▸ Zu lösende Aufgabe
Gib alle Zeilen ab dem Anfang bis einschließlich der Zeile mit „[(119, 117)]“ vollständig erneut aus und addiere dabei -94 zu jeder Koordinate in den Antworten, aber zu keiner anderen Zahl. Lass die Bilder in deiner Ausgabe weg.

▸ Daten der Übung
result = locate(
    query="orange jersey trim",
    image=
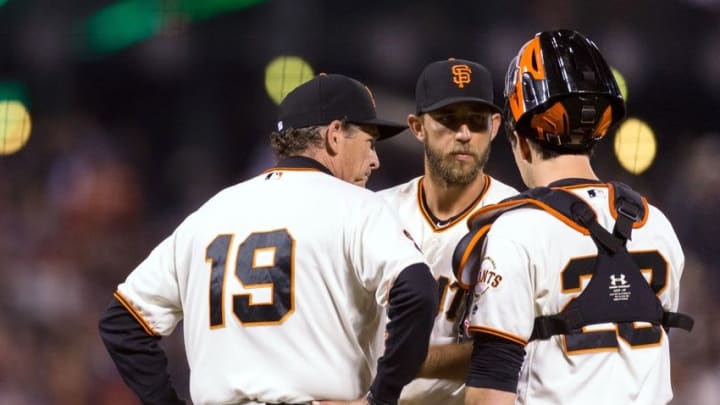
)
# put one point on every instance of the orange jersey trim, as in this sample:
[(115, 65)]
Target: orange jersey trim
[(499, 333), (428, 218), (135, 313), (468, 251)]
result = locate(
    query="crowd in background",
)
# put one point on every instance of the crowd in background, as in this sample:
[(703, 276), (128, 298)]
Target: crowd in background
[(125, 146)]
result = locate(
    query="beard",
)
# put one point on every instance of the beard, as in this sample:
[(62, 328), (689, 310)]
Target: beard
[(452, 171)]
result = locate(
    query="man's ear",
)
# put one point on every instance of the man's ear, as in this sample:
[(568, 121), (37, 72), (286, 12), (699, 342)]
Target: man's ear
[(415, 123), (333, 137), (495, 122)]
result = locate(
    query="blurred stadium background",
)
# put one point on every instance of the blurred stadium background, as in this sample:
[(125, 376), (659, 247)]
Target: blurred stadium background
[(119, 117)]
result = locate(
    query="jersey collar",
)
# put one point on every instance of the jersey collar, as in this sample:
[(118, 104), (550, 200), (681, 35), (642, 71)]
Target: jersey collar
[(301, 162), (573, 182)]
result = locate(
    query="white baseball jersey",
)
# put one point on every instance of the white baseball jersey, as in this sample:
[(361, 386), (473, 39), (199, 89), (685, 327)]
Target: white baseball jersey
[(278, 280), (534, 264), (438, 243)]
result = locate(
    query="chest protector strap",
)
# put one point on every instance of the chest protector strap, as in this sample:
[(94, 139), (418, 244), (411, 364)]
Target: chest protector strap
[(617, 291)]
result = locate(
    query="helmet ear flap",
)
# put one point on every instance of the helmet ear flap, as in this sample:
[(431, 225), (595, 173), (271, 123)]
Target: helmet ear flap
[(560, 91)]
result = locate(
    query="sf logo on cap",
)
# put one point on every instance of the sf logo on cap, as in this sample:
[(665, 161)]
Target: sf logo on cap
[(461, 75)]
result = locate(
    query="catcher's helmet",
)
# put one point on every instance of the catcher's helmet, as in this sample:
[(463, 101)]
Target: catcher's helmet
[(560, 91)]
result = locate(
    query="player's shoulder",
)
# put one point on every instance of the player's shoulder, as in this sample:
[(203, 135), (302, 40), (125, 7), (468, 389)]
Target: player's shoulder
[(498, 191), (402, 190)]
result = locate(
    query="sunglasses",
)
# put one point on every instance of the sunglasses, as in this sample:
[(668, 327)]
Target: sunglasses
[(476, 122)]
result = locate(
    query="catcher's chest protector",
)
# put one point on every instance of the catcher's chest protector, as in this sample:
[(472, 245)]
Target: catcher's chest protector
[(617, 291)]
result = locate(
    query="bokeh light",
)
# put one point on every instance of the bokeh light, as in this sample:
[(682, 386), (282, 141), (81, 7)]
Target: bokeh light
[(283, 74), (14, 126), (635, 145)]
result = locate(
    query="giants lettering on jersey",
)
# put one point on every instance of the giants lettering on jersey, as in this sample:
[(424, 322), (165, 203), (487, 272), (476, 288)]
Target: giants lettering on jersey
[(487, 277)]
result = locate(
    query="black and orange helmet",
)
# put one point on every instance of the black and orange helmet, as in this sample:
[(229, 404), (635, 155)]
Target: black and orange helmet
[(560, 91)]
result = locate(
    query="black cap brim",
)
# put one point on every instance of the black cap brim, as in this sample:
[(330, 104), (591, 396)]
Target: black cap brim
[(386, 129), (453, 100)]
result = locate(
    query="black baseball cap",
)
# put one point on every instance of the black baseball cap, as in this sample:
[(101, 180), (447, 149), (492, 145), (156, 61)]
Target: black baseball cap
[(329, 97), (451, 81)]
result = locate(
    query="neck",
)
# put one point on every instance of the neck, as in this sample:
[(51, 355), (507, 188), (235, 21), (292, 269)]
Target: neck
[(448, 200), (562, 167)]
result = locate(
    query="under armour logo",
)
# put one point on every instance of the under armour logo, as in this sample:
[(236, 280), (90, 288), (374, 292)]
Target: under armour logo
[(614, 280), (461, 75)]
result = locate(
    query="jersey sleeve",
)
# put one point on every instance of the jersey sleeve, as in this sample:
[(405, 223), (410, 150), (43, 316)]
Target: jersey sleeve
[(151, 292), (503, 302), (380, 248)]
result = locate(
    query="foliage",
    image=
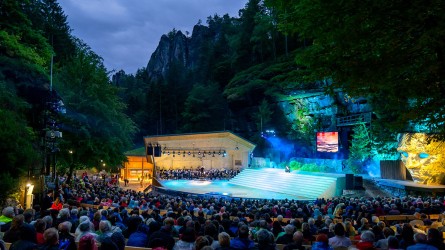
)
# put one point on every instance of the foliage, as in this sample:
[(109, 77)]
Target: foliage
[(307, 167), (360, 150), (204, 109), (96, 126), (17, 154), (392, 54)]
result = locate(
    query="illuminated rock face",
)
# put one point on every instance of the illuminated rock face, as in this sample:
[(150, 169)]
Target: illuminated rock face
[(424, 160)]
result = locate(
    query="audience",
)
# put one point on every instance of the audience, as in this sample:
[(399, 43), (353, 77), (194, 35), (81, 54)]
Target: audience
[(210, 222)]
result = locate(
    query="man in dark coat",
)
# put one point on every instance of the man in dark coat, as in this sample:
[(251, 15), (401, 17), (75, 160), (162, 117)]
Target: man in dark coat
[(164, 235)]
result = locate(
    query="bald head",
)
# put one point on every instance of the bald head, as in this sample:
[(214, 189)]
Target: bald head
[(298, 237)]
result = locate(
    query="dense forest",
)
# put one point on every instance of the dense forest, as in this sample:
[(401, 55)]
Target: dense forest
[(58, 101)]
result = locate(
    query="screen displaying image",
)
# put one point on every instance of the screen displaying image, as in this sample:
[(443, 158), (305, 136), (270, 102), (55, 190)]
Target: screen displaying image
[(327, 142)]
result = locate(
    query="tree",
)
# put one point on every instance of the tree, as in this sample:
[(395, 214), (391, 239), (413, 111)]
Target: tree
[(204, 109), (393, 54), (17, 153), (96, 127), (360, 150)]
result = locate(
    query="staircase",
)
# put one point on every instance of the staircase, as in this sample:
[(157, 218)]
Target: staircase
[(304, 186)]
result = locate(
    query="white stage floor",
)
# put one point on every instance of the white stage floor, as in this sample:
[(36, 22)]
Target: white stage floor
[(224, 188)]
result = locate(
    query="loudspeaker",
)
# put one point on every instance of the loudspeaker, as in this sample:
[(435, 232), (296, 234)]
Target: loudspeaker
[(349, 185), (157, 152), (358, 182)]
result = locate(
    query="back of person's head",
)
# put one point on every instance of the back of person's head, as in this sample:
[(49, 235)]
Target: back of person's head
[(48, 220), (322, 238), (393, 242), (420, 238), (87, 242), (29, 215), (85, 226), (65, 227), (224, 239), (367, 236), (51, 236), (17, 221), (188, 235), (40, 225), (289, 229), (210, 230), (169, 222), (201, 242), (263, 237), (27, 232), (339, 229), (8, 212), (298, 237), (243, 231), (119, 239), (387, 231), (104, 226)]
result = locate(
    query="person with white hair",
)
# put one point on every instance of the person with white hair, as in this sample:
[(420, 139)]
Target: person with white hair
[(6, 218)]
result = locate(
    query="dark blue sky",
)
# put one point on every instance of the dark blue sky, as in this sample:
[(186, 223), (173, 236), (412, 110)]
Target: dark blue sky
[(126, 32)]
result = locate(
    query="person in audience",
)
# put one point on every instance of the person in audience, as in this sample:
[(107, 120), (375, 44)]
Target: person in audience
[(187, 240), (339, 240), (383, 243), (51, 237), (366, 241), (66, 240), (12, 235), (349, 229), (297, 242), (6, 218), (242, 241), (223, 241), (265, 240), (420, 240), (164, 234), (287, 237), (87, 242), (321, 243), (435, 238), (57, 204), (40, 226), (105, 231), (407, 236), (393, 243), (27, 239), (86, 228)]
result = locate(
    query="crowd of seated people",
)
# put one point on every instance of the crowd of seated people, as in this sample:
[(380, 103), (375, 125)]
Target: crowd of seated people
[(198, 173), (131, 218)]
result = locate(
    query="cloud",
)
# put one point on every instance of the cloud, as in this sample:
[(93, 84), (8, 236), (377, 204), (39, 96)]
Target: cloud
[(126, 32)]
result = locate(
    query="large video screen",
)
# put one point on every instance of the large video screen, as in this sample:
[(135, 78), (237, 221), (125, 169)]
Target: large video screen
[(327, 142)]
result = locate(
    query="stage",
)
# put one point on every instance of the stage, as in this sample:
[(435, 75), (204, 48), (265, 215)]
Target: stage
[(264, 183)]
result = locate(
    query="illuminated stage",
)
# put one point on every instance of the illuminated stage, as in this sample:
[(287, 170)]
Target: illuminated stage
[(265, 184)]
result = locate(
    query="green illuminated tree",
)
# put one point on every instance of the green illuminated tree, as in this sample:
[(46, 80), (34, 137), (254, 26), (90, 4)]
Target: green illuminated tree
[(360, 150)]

▸ Ergebnis der Aufgabe
result = locate(
    query="orange jersey trim",
    image=
)
# put one point on every instance of the orange jersey trim, as in this sample:
[(115, 65)]
Target: orange jersey trim
[(405, 239), (334, 124), (41, 219), (374, 157)]
result = locate(
    query="crowd in background",
)
# put one point on every instance of the crowd in background, as in this sample:
[(703, 276), (128, 298)]
Target: crowd in background
[(31, 52)]
result = locate(
    query="beard",
)
# put one point on every instance of the beard, as in this sample:
[(62, 328), (689, 310)]
Target: beard
[(358, 77)]
result = locate(
    query="man's ear",
)
# put one point on every instance of the man's ear, as in this sample:
[(568, 121), (37, 72), (286, 12), (699, 342)]
Target: man's ear
[(321, 29), (239, 43), (401, 28)]
result = locate(
    query="blurred stadium background",
)
# put one point on every instance of the blurred stadium background, as in this sample:
[(125, 376), (659, 247)]
Target: blurred stadium background
[(25, 23)]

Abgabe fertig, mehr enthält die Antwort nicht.